#### DIRECTIONS:
Verbatim transcription with images omitted: return the entries below in full.

---------- RECORD SET

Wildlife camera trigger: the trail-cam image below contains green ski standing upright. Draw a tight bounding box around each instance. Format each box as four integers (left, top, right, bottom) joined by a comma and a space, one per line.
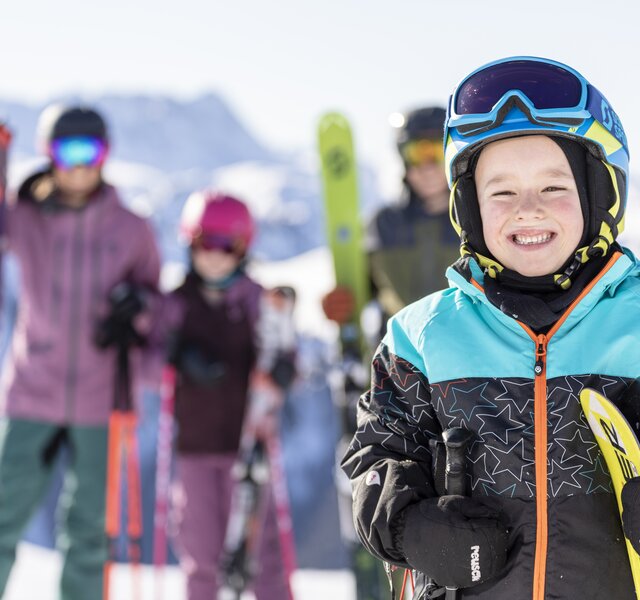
318, 112, 387, 600
318, 112, 369, 356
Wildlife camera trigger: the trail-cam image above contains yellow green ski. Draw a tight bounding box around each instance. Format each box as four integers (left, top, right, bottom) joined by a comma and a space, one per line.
317, 112, 369, 356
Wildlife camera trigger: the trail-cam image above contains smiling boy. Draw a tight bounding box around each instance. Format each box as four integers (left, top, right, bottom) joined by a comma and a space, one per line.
342, 57, 639, 599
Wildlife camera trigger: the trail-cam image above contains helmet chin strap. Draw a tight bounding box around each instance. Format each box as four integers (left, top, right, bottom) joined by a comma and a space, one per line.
461, 236, 610, 291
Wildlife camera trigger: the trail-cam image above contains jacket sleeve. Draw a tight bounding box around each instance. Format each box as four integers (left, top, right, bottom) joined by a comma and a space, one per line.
365, 210, 406, 317
129, 217, 162, 290
128, 216, 165, 391
5, 194, 26, 252
341, 329, 441, 565
137, 290, 185, 391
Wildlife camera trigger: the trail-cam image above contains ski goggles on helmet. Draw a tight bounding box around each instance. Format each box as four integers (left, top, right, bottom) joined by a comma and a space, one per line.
444, 56, 629, 187
449, 58, 592, 135
193, 233, 242, 255
399, 139, 444, 166
50, 136, 108, 170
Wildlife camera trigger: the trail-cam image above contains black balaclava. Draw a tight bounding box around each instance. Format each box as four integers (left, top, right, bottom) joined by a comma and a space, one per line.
454, 136, 618, 290
453, 135, 619, 331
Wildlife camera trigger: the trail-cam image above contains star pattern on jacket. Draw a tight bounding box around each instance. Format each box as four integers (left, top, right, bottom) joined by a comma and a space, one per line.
352, 345, 629, 499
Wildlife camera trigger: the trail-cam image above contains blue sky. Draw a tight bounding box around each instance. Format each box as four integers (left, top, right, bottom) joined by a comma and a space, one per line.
2, 0, 640, 195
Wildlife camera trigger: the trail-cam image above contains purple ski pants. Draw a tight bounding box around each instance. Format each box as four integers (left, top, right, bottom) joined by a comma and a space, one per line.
171, 452, 289, 600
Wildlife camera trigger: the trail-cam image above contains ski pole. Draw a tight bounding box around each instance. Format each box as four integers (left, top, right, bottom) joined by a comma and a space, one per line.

--------------------

#### SOLUTION FOR THIS EXERCISE:
Wildlife camera trigger: the trail-cam image below contains green ski standing upright. Draw a tight bounding box around each instance. Format each box as four integers (left, top, right, bottom) joined by a comma and a space, one per line.
318, 112, 387, 600
318, 112, 369, 356
Wildlife camera trigger: the trail-cam image above contains yellow green ski. Draw a tight bounding box around each instance. Format each box as four integers (left, top, right, bottom) joined by a comma and a space, one per line.
317, 112, 369, 356
Wildlife camera trigger: the trail-cam image above contains smiling boy. Draw a tight bounding box around each instance. Format each box as four integers (left, top, right, bottom) joined by a comma and a space, one per line.
342, 57, 639, 599
Wildlife camera trigger: the trail-cam image above contains helmet chin strap. Draw a tight bounding box around each instance. Format each box as four integers (left, top, right, bottom) joined by a comma and a space, one per line.
461, 236, 610, 291
Wildlife camera trigger: the trail-cam image above contains jacket sleeve. Draw a tight bounding box around each instance. Format each box as four integers (left, top, right, bottom) joined by a comma and a space, one per line.
365, 210, 406, 317
129, 217, 162, 290
128, 216, 165, 391
5, 194, 26, 252
341, 329, 441, 565
137, 290, 185, 391
Wildlife camera trigger: the trail-cam image above contains ski goggles on helmet. Draw a tight bounding box around each instance. Format each box as four integers (left, top, right, bottom) joined by a comma and a space, one per line.
444, 56, 629, 187
449, 58, 592, 135
193, 233, 242, 255
399, 139, 444, 166
50, 136, 108, 170
Wildlife camera trigger: the trail-cam image above contains black balaclava. Draw a tight bounding box around each instance. Format each box as four integers (left, top, right, bottom) joined by a comma and a space, one per line.
454, 136, 618, 290
453, 135, 619, 331
Wildlife camera trigger: the trail-cam image above contains star pattern on jacket. Draw a tight bounding box around each instance. Format each box as four integers (left, top, right, bottom) joined by a comma and a space, one per line.
352, 345, 629, 499
Wildlife camera trigger: the trail-cam image above contains blue sky. Draw a tight bounding box around each instance. Format each box as four integers (left, top, right, bottom) joined by a comma and a space, one per line.
2, 0, 640, 195
Wildlife camera trigger: the trail-cam image above contains purple ski pants. Draw a tight bounding box around each instance. Format each box as four integers (left, top, right, bottom) joined by a comma and a space, one per line.
171, 452, 289, 600
Wildlife camera trigger: the trail-cam image above contains ski pole. Draw a tight bounding box around each instance. Format each box as four integers (left, top, right, bottom) joined by a comma and a space, one per line.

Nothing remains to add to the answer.